While I can't be confident, I also suspect that the person in the 2006 or thereabouts part of Eliezer's piece may have intended to argue for something more like a "(soft) upper bound" than a median estimate.
Finally, I want to point out this quote from Bio Anchors, which reinforces that it is intended as a tool for informing AI timelines rather than as a comprehensive generator of all-things-considered AI timelines:
This model is not directly estimating the probability of transformative AI, but rather the probability that the amount of computation that would be required to train a transformative model using contemporary ML methods would be attainable for some AI project, assuming that algorithmic progress, spending, and compute prices progress along a “business-as-usual” trajectory ...
How does the probability distribution output by this model relate to TAI timelines? In the very short-term (e.g. 2025), I’d expect this model to overestimate the probability of TAI because it feels especially likely that other elements such as datasets or robustness testing or regulatory compliance will be a bottleneck even if the raw compute is technically affordable, given that a few years is not a lot of time to build up key infrastructure. In the long-term (e.g. 2075), I’d expect it to underestimate the probability of TAI, because it feels especially likely that we would have found an entirely different path to TAI by then.
It seems that Eliezer places higher probability on an "entirely different path" sooner than Bio Anchors, but he does not seem to argue for this (and see below for why I don't think it would be a great bet). Instead, he largely argues that the possibility is ignored by Bio Anchors, which is not the case.
Platt's Law and past forecasts
Eliezer: So does the report by any chance say - with however many caveats and however elaborate the probabilistic methods and alternative analyses - that AGI is probably due in about 30 years from now?
OpenPhil: Yes, in fact, our 2020 report's median estimate is 2050; though, again, with very wide credible intervals around both sides. Is that number significant?
Eliezer: It's a law generalized by Charles Platt, that any AI forecast will put strong AI thirty years out from when the forecast is made. Vernor Vinge referenced it in the body of his famous 1993 NASA speech, whose abstract begins, "Within thirty years, we will have the technological means to create superhuman intelligence. Shortly after, the human era will be ended." ...
OpenPhil: That part about Charles Platt's generalization is interesting, but just because we unwittingly chose literally exactly the median that Platt predicted people would always choose in consistent error, that doesn't justify dismissing our work, right? ...
Eliezer: Oh, nice. I was wondering what sort of tunable underdetermined parameters enabled your model to nail the psychologically overdetermined final figure of '30 years' so exactly.
I have a couple issues here.
First, I think Eliezer exaggerates the precision of Platt's Law and its match to the Bio Anchors projection:
- Some aggregated data for assessing Platt's Law is in this comment by Matthew Barnett as well as here.
- While Matthew says "Overall I find the law to be pretty much empirically validated, at least by the standards I'd expect from a half in jest Law of Prediction," I don't agree: I don't think an actual trendline on the chart would be particularly close to the Platt's Law line. I think it would, instead, predict that Bio Anchors should point to longer timelines than 30 years out.
- Note that my own median projection for transformative AI is 40 years, not 30, and I know several people who have much shorter medians (15 years and under) based on their own interpretations of the analysis in the report. So I don't think it's the case that Bio Anchors "automatically" lands one on a particular view, nor that it obviously pushes against timelines as short as Eliezer's. It is a tool for informing AI timelines, and after taking it and other data points into account, Ajeya and I both are estimating longer timelines than Eliezer.

____

| Action item |
Reproduce word for word the part of the excerpt on Bio Anchors and Platt's Law starting with "OpenPhil: That part" and going on through "work, right? ...". Draw only on the excerpt on Bio Anchors and Platt's Law.

____

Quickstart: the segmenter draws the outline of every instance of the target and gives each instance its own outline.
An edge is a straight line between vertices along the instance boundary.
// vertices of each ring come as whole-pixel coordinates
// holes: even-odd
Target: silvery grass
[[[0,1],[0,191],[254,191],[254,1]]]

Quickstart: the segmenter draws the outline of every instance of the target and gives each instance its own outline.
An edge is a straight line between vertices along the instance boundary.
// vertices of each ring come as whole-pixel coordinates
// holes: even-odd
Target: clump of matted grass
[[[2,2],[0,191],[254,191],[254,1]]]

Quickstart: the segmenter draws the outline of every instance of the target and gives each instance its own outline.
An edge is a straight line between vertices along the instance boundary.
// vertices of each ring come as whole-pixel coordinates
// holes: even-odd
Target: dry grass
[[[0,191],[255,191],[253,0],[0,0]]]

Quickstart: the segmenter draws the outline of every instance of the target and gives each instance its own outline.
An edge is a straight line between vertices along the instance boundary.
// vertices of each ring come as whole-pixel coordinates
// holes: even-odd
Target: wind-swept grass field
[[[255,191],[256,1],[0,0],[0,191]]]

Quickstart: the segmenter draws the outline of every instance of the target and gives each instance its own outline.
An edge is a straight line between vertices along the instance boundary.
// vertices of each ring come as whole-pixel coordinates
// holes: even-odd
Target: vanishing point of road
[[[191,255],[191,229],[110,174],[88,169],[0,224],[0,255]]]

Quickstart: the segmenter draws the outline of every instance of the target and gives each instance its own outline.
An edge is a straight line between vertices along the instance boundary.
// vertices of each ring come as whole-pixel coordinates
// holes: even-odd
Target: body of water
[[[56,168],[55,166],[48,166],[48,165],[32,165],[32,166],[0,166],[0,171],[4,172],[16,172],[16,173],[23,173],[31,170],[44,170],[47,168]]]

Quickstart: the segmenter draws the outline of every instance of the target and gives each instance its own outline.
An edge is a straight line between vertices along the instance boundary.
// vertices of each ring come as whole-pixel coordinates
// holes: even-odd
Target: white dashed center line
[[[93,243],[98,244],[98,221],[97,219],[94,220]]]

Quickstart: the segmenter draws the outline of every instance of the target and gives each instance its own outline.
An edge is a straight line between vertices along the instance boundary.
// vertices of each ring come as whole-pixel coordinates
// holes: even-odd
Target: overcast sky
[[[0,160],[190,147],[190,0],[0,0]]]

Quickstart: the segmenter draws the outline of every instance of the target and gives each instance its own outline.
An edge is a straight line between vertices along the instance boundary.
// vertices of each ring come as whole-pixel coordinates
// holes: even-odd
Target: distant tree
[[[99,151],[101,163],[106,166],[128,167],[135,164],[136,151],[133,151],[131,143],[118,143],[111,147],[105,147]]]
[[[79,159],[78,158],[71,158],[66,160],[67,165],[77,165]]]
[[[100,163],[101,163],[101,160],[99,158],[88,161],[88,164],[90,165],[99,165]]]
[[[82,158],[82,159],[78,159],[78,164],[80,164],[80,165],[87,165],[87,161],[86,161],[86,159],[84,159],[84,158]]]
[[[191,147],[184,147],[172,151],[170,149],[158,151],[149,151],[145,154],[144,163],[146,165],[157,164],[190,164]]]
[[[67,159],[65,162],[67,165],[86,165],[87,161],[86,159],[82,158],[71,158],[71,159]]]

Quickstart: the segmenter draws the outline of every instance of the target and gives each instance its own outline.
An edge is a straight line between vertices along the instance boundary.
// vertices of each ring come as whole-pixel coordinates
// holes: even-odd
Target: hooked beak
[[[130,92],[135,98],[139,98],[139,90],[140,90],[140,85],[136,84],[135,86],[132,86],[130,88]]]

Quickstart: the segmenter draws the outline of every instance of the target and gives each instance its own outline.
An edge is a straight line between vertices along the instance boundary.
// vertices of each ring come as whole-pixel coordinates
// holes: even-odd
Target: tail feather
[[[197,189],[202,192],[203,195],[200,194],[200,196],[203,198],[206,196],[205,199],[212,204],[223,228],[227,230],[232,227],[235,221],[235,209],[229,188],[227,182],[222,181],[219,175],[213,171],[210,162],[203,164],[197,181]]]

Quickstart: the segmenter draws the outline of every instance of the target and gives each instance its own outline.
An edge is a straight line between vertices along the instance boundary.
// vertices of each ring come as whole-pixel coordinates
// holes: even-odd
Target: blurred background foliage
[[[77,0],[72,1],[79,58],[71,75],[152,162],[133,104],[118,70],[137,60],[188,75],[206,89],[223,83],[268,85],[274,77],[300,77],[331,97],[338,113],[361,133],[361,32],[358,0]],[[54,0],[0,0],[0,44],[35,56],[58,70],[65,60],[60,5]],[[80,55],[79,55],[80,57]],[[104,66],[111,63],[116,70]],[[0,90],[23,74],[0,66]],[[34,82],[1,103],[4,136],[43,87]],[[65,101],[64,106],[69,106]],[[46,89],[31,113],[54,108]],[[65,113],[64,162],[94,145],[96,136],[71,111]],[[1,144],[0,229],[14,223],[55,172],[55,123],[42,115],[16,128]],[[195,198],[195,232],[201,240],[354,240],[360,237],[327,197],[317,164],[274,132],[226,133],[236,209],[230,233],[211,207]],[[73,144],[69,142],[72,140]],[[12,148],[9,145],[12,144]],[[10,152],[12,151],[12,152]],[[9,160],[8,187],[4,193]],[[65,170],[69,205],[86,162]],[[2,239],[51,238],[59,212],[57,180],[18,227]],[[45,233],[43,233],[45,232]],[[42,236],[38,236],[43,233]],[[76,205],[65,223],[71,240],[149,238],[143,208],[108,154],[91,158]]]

____

| Solved exercise |
OpenPhil: That part about Charles Platt's generalization is interesting, but just because we unwittingly chose literally exactly the median that Platt predicted people would always choose in consistent error, that doesn't justify dismissing our work, right? ...